◆ **What you need to do**
1) Copy the mailing-list thread below, starting with "On Wed, Aug 17, 2011 at 11:56" and going on through "thousands of ebuilds.", and swap "portage" for "the Portage tree" wherever it occurs.
2) Name every person identified by full name in the mailing-list thread.

◆ **Given passage**
On Wed, Aug 17, 2011 at 11:56 AM, Alex Alexander <wi...@gentoo.org> wrote:
> On Wed, Aug 17, 2011 at 19:45, Thomas Kahle <to...@gentoo.org> wrote:
>> Hi,
>>
>> I'm forking from a thread on gentoo-project:
>>
>> On 17:26 Wed 17 Aug 2011, Markos Chandras wrote:
>>> Personally, I want to shrink portage. There is no way for 250 listed
>>> developers ( I would be glad if 100 of us were really active ) to
>>> maintain thousands of ebuilds.
>> [...]
>>> We need to support only the packages that we can *really* support and
>>> lets hope that more people will join in when they see their packages
>>> going away.
>>
>> I like the idea of shrinking portage, but here's a scenario I'd like to
>> avoid:
>>
>> 1) package A is unmainted, but has a sophistacted ebuild that evolved
>>  over some time.
>>
>> 2) A has an open bug that nobody cares to fix, treecleaners come around
>> and remove A.
>>
>> 3) New dev X joines Gentoo and cares for A and startes to rewrite the
>> ebuild from scratch.

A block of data

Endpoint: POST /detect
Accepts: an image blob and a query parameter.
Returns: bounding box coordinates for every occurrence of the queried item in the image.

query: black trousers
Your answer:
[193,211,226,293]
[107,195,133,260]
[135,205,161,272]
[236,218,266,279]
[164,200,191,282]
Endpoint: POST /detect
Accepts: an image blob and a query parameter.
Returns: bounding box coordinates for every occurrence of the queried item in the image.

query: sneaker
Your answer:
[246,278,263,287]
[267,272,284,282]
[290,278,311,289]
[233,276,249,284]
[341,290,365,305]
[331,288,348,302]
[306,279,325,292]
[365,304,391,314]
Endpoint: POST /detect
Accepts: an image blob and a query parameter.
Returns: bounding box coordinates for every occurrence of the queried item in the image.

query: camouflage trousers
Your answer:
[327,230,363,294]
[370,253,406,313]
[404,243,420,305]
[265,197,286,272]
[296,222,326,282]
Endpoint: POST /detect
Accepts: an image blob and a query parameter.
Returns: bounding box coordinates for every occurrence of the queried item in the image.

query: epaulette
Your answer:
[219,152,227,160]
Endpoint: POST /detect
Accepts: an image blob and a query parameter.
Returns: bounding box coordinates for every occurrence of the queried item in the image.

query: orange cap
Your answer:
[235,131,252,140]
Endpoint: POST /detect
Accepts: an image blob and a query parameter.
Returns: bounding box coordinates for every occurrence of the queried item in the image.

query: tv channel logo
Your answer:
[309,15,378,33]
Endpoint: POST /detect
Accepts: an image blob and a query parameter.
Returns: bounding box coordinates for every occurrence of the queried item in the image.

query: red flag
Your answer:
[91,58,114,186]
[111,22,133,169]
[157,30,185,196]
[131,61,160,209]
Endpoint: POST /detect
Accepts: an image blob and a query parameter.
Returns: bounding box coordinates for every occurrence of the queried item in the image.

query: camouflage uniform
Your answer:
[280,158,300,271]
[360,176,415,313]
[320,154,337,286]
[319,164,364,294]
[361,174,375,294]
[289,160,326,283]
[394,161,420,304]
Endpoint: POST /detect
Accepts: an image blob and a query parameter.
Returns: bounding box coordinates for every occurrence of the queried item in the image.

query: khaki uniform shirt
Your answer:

◆ **Task answers**
1)
On Wed, Aug 17, 2011 at 11:56 AM, Alex Alexander <wi...@gentoo.org> wrote:
> On Wed, Aug 17, 2011 at 19:45, Thomas Kahle <to...@gentoo.org> wrote:
>> Hi,
>>
>> I'm forking from a thread on gentoo-project:
>>
>> On 17:26 Wed 17 Aug 2011, Markos Chandras wrote:
>>> Personally, I want to shrink the Portage tree. There is no way for 250 listed
>>> developers ( I would be glad if 100 of us were really active ) to
>>> maintain thousands of ebuilds.

2) Alex Alexander, Thomas Kahle, Markos Chandras